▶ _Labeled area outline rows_
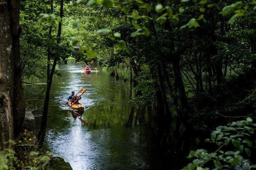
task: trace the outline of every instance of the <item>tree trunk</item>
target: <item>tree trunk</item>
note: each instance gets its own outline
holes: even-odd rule
[[[20,132],[25,115],[20,54],[20,1],[0,2],[0,147]]]
[[[167,72],[167,70],[166,69],[166,67],[164,64],[164,63],[162,60],[162,66],[163,67],[163,70],[164,71],[164,76],[165,78],[165,80],[167,83],[167,85],[168,86],[168,87],[169,88],[169,90],[170,91],[171,96],[172,96],[173,100],[173,103],[174,105],[176,107],[176,110],[178,109],[179,107],[179,101],[178,99],[177,96],[175,94],[175,92],[173,88],[172,87],[172,84],[170,82],[170,78],[169,76],[168,75],[168,73]]]
[[[61,18],[62,18],[63,17],[63,0],[61,0],[60,2],[60,17]],[[59,43],[60,41],[61,33],[61,23],[59,22],[58,27],[58,32],[57,34],[57,43]],[[52,70],[51,70],[51,73],[50,74],[49,81],[47,83],[47,88],[46,89],[45,96],[44,98],[44,110],[42,115],[42,119],[41,121],[40,129],[39,129],[39,131],[37,135],[37,140],[39,148],[41,148],[43,146],[44,141],[44,137],[45,135],[46,126],[47,123],[47,116],[48,113],[48,107],[49,105],[49,98],[50,97],[50,90],[51,90],[51,87],[52,81],[52,77],[53,75],[54,71],[55,70],[55,67],[57,63],[57,60],[58,58],[58,55],[54,55],[55,56],[53,60],[53,63],[52,64]]]
[[[53,12],[53,0],[51,0],[51,3],[50,5],[51,5],[51,13],[52,14]],[[50,41],[50,40],[51,35],[52,34],[52,26],[50,26],[50,27],[49,28],[49,31],[48,32],[48,35],[49,37],[48,40]],[[47,83],[49,81],[49,79],[50,77],[50,64],[51,61],[51,48],[48,47],[47,49]]]
[[[130,85],[131,87],[132,86],[132,68],[131,66],[130,66]]]
[[[192,130],[192,126],[188,122],[187,119],[188,114],[191,113],[192,110],[188,100],[184,84],[182,80],[180,66],[180,57],[176,56],[173,57],[173,58],[172,63],[174,75],[174,83],[175,87],[178,89],[179,99],[183,110],[182,112],[177,112],[177,113],[181,122],[186,129]]]
[[[119,76],[118,75],[117,69],[116,68],[115,69],[115,75],[116,75],[116,80],[118,80],[119,79]]]

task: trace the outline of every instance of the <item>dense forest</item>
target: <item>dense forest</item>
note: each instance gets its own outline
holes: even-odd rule
[[[62,76],[59,67],[74,58],[84,65],[94,61],[129,82],[136,92],[131,105],[154,106],[157,146],[170,144],[174,135],[179,152],[188,136],[203,138],[190,151],[192,159],[182,155],[176,168],[256,167],[255,0],[20,1],[0,2],[4,169],[48,166],[49,153],[36,152],[37,162],[31,163],[13,143],[24,137],[22,86],[47,83],[39,129],[31,140],[40,149],[52,81]],[[208,143],[209,151],[201,149]]]

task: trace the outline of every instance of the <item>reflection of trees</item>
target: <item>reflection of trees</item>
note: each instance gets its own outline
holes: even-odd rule
[[[83,123],[85,126],[88,125],[88,123],[86,122],[85,120],[82,119],[82,115],[84,114],[84,110],[82,111],[75,111],[69,110],[70,113],[72,115],[72,116],[74,119],[76,120],[77,118],[78,118],[79,120]]]

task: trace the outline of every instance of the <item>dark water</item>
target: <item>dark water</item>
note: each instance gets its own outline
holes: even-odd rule
[[[98,72],[90,74],[82,67],[60,67],[62,76],[53,79],[50,105],[64,104],[72,91],[87,88],[79,100],[86,107],[84,112],[74,113],[65,105],[51,107],[43,150],[63,158],[73,169],[173,167],[172,151],[155,142],[152,108],[129,103],[135,93],[129,83],[116,80],[99,67]],[[42,107],[46,88],[45,84],[25,86],[27,108]],[[40,121],[36,119],[37,126]]]

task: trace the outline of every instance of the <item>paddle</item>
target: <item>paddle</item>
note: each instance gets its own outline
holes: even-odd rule
[[[74,102],[74,103],[73,103],[73,104],[72,104],[72,105],[71,105],[71,106],[70,106],[69,107],[68,107],[68,109],[69,109],[69,108],[70,108],[71,107],[71,106],[72,106],[72,105],[73,105],[73,104],[75,104],[75,103],[76,103],[76,100],[77,100],[77,99],[78,99],[78,98],[79,98],[79,97],[81,97],[81,96],[82,96],[82,94],[84,94],[84,93],[85,93],[85,92],[86,92],[86,91],[87,91],[87,89],[86,89],[85,90],[84,90],[84,92],[83,92],[81,94],[81,95],[80,95],[80,96],[79,96],[78,97],[78,98],[76,98],[76,100],[75,101],[75,102]]]
[[[80,89],[80,90],[79,90],[79,91],[78,91],[78,92],[77,92],[77,93],[76,93],[76,95],[77,95],[77,94],[78,94],[79,93],[80,93],[80,92],[82,92],[82,91],[83,91],[83,89]],[[68,101],[67,101],[67,103],[66,103],[66,104],[67,104],[68,103],[68,102],[70,100],[70,99],[68,100]]]
[[[97,70],[98,68],[97,68],[97,67],[95,67],[95,68],[94,68],[93,69],[95,70]],[[82,69],[83,70],[84,70],[85,69],[84,68],[82,68]]]

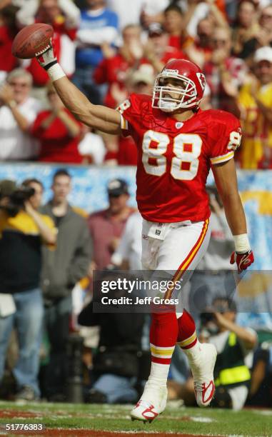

▶ _Your goal_
Please turn every row above into a JSON list of strings with one string per line, skipping blank lines. Leave the pictures out.

▶ _The solution_
[
  "task: trace the outline of every instance of the <item>tree trunk</item>",
  "target: <item>tree trunk</item>",
  "note: each instance gets its own outline",
  "holes: even-odd rule",
  "[[[20,132],[25,115],[20,54],[20,1],[0,2],[0,147]]]",
  "[[[167,72],[167,70],[166,69],[166,67],[164,64],[164,63],[162,60],[162,66],[163,67],[163,70],[164,71],[164,76],[165,78],[165,80],[167,83],[167,85],[168,86],[168,87],[169,88],[169,90],[170,91],[171,96],[172,96],[173,100],[173,103],[174,105],[176,107],[176,110],[178,109],[179,107],[179,101],[178,99],[177,96],[175,94],[175,92],[173,88],[172,87],[172,84],[170,82],[170,78],[169,76],[168,75],[168,73]]]",
  "[[[61,18],[62,18],[63,17],[63,0],[61,0],[60,2],[60,17]],[[59,43],[60,41],[61,33],[61,23],[59,22],[58,27],[58,32],[57,34],[57,43]],[[52,70],[51,70],[51,73],[50,74],[49,81],[47,83],[47,88],[46,89],[45,96],[44,98],[44,110],[42,115],[42,119],[41,121],[40,129],[39,129],[39,131],[37,135],[37,140],[39,148],[41,148],[43,146],[44,141],[44,137],[45,135],[46,126],[47,123],[47,116],[48,113],[48,107],[49,105],[49,98],[50,97],[50,90],[51,90],[51,87],[52,81],[52,77],[53,75],[54,71],[55,70],[55,67],[57,63],[57,60],[58,58],[58,55],[54,55],[55,56],[53,60],[53,63],[52,64]]]",
  "[[[53,12],[53,0],[51,0],[51,3],[50,5],[51,5],[51,13],[52,14]],[[50,41],[50,40],[51,35],[52,34],[52,26],[50,26],[50,27],[49,28],[49,31],[48,32],[48,35],[49,37],[48,40]],[[47,83],[49,81],[49,79],[50,77],[50,64],[51,61],[51,48],[48,47],[47,49]]]",
  "[[[130,85],[131,87],[132,86],[132,68],[131,66],[130,66]]]",
  "[[[192,130],[192,126],[188,122],[187,119],[188,114],[191,113],[192,110],[188,100],[184,84],[182,80],[180,66],[180,57],[176,56],[173,57],[173,58],[172,63],[174,75],[174,83],[175,87],[178,89],[179,99],[183,110],[182,112],[177,112],[177,113],[181,122],[186,129]]]",
  "[[[119,76],[118,75],[117,69],[116,68],[115,69],[115,75],[116,75],[116,80],[118,80],[119,79]]]",
  "task: trace the outline of every instance of the <item>dense forest</item>",
  "target: <item>dense forest</item>",
  "note: each instance gets its own outline",
  "holes: even-odd rule",
  "[[[62,76],[59,67],[74,58],[84,65],[94,61],[129,82],[136,92],[131,105],[154,106],[157,146],[170,144],[174,135],[179,152],[188,136],[203,138],[190,151],[192,159],[182,155],[176,168],[256,167],[255,0],[20,1],[0,2],[4,169],[48,166],[49,153],[36,152],[37,162],[31,163],[13,143],[24,137],[22,86],[47,83],[39,129],[31,140],[40,149],[52,81]],[[208,143],[209,151],[201,149]]]",
  "task: trace the outline of every instance of the <item>reflection of trees</item>",
  "target: <item>reflection of trees</item>",
  "note: each instance gets its own outline",
  "holes: even-odd rule",
  "[[[83,123],[85,126],[88,125],[88,123],[86,122],[85,120],[82,119],[82,115],[84,114],[84,110],[82,111],[75,111],[69,110],[70,113],[72,115],[72,116],[74,119],[76,120],[77,118],[78,118],[79,120]]]",
  "task: trace the outline of every instance of the <item>dark water</item>",
  "target: <item>dark water</item>",
  "note: each instance gets its own outline",
  "holes: even-odd rule",
  "[[[98,72],[90,74],[82,67],[60,67],[62,76],[53,79],[50,105],[64,104],[72,91],[87,88],[79,100],[86,107],[84,112],[74,113],[65,105],[51,107],[43,150],[63,158],[73,169],[173,167],[172,151],[155,142],[152,108],[129,103],[135,93],[129,83],[116,80],[99,67]],[[42,107],[46,88],[45,84],[25,86],[27,108]],[[40,121],[36,119],[37,126]]]",
  "task: trace the outline of every instance of the <item>paddle</item>",
  "target: <item>paddle</item>",
  "note: each instance gets its own outline",
  "holes: even-odd rule",
  "[[[74,102],[74,103],[73,103],[73,104],[72,104],[72,105],[71,105],[71,106],[70,106],[69,107],[68,107],[68,109],[69,109],[69,108],[70,108],[71,107],[71,106],[72,106],[72,105],[73,105],[73,104],[75,104],[75,103],[76,103],[76,100],[77,100],[77,99],[78,99],[78,98],[79,98],[79,97],[81,97],[81,96],[82,96],[82,94],[84,94],[84,93],[85,93],[85,92],[86,92],[86,91],[87,91],[87,89],[86,89],[85,90],[84,90],[84,92],[83,92],[81,94],[81,95],[80,95],[80,96],[79,96],[78,97],[78,98],[76,98],[76,100],[75,101],[75,102]]]",
  "[[[80,89],[80,90],[79,90],[79,91],[78,91],[78,92],[77,92],[77,93],[76,93],[76,95],[77,95],[77,94],[78,94],[79,93],[80,93],[80,92],[82,92],[82,91],[83,91],[83,89]],[[68,101],[67,101],[67,103],[66,103],[66,104],[67,104],[68,103],[68,102],[70,100],[70,99],[68,100]]]",
  "[[[97,70],[98,68],[97,68],[97,67],[95,67],[95,68],[94,68],[93,69],[95,70]],[[82,69],[83,70],[84,70],[85,69],[84,68],[82,68]]]"
]